The entries are to be output once more, word for word.

Natural language region descriptions:
+ + + + +
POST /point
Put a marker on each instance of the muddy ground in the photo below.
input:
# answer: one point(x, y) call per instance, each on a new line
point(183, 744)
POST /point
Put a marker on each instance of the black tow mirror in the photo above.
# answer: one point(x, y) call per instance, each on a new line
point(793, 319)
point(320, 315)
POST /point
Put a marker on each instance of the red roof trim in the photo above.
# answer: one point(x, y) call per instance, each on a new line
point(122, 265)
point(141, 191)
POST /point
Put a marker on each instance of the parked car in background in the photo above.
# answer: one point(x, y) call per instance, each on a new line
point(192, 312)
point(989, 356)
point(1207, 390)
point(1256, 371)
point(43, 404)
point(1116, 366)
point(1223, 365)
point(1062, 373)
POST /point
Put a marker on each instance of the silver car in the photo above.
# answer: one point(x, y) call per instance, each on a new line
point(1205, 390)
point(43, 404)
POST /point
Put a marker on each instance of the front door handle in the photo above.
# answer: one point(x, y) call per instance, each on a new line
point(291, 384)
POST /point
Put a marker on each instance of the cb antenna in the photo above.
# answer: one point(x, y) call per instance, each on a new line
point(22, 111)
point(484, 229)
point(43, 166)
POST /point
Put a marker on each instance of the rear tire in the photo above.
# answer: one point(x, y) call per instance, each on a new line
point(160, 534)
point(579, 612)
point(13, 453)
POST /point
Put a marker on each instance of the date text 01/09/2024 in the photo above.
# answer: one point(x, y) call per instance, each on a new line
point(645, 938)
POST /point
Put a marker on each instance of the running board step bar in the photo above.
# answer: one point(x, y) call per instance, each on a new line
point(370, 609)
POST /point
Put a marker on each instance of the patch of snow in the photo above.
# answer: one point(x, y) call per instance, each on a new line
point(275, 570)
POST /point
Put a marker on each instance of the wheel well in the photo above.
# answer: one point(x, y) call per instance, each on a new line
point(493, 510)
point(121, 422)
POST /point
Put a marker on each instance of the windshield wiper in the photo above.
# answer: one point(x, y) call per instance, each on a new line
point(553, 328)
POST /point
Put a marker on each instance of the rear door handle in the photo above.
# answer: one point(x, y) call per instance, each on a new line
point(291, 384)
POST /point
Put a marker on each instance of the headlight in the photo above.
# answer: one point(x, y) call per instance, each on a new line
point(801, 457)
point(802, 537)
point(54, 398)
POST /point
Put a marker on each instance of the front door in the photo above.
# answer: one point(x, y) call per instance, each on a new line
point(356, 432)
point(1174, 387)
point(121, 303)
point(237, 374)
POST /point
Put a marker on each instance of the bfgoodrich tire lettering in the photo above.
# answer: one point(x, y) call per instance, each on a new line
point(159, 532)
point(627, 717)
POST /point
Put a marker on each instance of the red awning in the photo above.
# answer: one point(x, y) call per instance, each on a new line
+ + + + +
REPLY TO THE EXERCISE:
POST /point
Put a marker on each instance of the muddy ground in the photo below.
input:
# answer: one point(x, y) call per instance, each on a new line
point(183, 744)
POST /point
Put a marker on each instance of the black tow mirror in the photo above.
# answer: one point(x, y) call per instance, each on a new line
point(793, 319)
point(320, 315)
POST /point
Put a marker on each instance of the red roof trim in the photo above.
# answer: one point(x, y) call per instance, each on a new line
point(122, 265)
point(141, 191)
POST /point
Put a marker on each instance of the parked car in background in the photo above.
# answer: one point(x, y) call per instance, each on a new line
point(192, 312)
point(989, 356)
point(1207, 390)
point(1256, 371)
point(43, 404)
point(1116, 366)
point(1223, 365)
point(1062, 373)
POST /point
Put a marker on each instance of the silver car in the photo above.
# answer: one point(x, y) call per instance, each on a new line
point(1205, 390)
point(43, 404)
POST /point
Put a marker on each instance of the front door handle in the photo above.
# answer: one point(x, y) call per instance, each on a new line
point(291, 384)
POST /point
Put a marker on each instance of the cb antenna in the photo above.
# answer: one point(x, y) call per instance, each on a new line
point(22, 111)
point(484, 229)
point(43, 166)
POST /point
Put a marker on each instance of the rear tire in the photo above.
# answer: one point(x, y) call per instance, each on a new line
point(160, 534)
point(579, 612)
point(13, 453)
POST /point
Put a marker on each instance of the date text 01/09/2024 in the photo above.
# answer: one point(x, y) call per instance, each on a new line
point(645, 938)
POST /point
Put a marker on each instance of the running board step bar in the photo above.
# answer: one point(x, y) call per instance, each on a new line
point(370, 609)
POST /point
Put a marker on each instance of the patch of snow in the photo above.
# answer: one point(x, y) call per instance, each on a new line
point(275, 570)
POST /point
Put a marker on each instance of the wheel well in the photo above.
# answer: one point(x, y) call per instance, each on a new line
point(493, 510)
point(121, 422)
POST /point
Put a marker on each instance of the windshield wiper in the photo above.
# answer: one point(x, y) call per instance, each on a new line
point(553, 328)
POST /point
Put a marker on each instance of the rear door handle in the photo above.
# answer: one point(x, y) call per instance, each on a new line
point(291, 384)
POST /point
Put a marker on each instance of the headlight in the photo above.
# answer: one point(x, y) call per instance, each on a new line
point(801, 457)
point(802, 537)
point(54, 398)
POST /point
Put a marker on each instance of the front door in the photo above.
# answer: one point(x, y) call per instance, each on a new line
point(356, 432)
point(1174, 387)
point(121, 303)
point(237, 374)
POST /point
Put a marker on each instance of the bfgoodrich tire lettering in the photo above.
# answer: one point(x, y) call per instance, each on a new line
point(159, 532)
point(627, 717)
POST /point
Put a marker on each instance of the red awning in the photo above.
# answer: one point(x, y) call per instance, each on a new line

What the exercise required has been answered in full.